**GIVEN EXERCISE**
Quote the entries below word for word, from the line containing "[locate] boy's right" through the end of the entries.

**SOURCE MATERIAL**
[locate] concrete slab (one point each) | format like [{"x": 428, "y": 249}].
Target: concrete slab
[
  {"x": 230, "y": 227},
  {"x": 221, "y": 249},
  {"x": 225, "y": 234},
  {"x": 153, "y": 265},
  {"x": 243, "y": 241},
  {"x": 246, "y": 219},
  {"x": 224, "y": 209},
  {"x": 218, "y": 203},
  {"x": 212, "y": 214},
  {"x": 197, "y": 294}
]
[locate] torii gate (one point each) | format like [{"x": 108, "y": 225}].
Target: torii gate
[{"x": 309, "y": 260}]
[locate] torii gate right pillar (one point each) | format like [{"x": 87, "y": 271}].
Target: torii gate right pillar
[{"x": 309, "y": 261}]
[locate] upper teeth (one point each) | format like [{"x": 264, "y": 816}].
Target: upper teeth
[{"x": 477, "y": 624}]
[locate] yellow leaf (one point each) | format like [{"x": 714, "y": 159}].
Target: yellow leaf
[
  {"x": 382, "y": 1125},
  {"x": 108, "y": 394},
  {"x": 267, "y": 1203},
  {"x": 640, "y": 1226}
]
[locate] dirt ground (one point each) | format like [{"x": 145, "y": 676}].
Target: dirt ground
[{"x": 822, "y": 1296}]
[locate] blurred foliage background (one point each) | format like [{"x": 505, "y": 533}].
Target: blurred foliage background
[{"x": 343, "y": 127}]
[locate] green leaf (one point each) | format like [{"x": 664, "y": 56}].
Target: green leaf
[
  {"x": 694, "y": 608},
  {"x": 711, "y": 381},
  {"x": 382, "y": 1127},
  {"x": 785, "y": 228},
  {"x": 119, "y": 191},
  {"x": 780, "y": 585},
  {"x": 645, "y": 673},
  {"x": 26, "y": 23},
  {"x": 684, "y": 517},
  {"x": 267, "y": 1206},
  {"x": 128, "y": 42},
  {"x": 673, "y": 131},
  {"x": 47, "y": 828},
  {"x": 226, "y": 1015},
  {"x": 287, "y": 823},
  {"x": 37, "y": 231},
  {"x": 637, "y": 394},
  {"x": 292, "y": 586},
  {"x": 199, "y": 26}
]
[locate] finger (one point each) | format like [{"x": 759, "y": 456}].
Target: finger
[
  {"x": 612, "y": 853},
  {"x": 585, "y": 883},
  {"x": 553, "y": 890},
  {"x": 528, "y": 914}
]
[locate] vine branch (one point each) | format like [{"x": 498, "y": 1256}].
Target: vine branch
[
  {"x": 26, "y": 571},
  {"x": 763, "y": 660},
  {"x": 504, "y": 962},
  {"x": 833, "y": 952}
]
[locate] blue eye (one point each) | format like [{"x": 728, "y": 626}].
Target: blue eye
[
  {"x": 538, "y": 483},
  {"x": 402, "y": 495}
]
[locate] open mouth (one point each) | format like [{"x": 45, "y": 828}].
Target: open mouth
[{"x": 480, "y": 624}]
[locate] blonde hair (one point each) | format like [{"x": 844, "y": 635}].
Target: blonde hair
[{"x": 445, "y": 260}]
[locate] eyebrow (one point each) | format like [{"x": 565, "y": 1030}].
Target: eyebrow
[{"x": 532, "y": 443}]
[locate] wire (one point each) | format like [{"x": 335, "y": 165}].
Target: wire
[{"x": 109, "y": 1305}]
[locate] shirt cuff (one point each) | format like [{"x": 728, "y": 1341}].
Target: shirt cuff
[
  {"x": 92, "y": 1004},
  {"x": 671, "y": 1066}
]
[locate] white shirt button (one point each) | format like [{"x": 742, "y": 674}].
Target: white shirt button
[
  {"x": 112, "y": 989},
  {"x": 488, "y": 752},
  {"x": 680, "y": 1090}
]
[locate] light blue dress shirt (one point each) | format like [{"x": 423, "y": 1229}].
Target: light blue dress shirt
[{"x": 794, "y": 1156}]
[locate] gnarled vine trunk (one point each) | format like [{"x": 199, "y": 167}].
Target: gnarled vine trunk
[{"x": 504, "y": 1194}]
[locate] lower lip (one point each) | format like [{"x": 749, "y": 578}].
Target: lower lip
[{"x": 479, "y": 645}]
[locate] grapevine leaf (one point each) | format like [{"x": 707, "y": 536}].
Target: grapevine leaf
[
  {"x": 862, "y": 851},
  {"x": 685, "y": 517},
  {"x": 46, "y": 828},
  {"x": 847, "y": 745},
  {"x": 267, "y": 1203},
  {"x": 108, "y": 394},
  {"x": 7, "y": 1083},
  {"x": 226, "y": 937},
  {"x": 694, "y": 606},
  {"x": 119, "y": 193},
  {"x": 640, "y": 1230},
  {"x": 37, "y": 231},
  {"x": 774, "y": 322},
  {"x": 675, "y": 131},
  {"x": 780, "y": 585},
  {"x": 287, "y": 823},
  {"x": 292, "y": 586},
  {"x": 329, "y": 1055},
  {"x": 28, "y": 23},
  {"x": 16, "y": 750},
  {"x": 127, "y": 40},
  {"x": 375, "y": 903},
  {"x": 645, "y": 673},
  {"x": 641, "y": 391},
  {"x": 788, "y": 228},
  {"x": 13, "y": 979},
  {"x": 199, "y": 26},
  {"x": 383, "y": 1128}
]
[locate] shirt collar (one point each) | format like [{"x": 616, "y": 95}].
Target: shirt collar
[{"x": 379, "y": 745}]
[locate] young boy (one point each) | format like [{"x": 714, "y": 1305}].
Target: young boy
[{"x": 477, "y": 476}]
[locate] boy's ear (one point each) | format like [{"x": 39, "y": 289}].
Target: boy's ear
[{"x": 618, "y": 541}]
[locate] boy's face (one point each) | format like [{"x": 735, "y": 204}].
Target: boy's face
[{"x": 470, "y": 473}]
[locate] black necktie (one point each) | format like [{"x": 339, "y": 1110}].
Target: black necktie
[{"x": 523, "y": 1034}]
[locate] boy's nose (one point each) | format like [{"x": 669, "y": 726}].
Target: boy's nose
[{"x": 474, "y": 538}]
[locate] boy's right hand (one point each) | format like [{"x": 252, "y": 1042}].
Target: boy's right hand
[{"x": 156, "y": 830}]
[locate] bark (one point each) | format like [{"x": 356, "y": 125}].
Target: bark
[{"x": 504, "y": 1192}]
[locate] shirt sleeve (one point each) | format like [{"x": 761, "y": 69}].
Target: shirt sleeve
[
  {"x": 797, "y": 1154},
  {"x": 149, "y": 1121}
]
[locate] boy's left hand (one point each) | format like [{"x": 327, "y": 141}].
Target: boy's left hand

**ANSWER TO THE EXERCISE**
[locate] boy's right hand (one point each) | format like [{"x": 252, "y": 1042}].
Target: boy's right hand
[{"x": 156, "y": 830}]
[locate] bark (one point each) | format like [{"x": 356, "y": 125}].
Target: bark
[{"x": 504, "y": 1192}]
[locate] shirt sleeve (one point each) | format like [{"x": 761, "y": 69}].
Target: shirt sleeve
[
  {"x": 797, "y": 1154},
  {"x": 149, "y": 1121}
]
[locate] boy's left hand (one point each) | format like [{"x": 327, "y": 141}].
Target: boy's left hand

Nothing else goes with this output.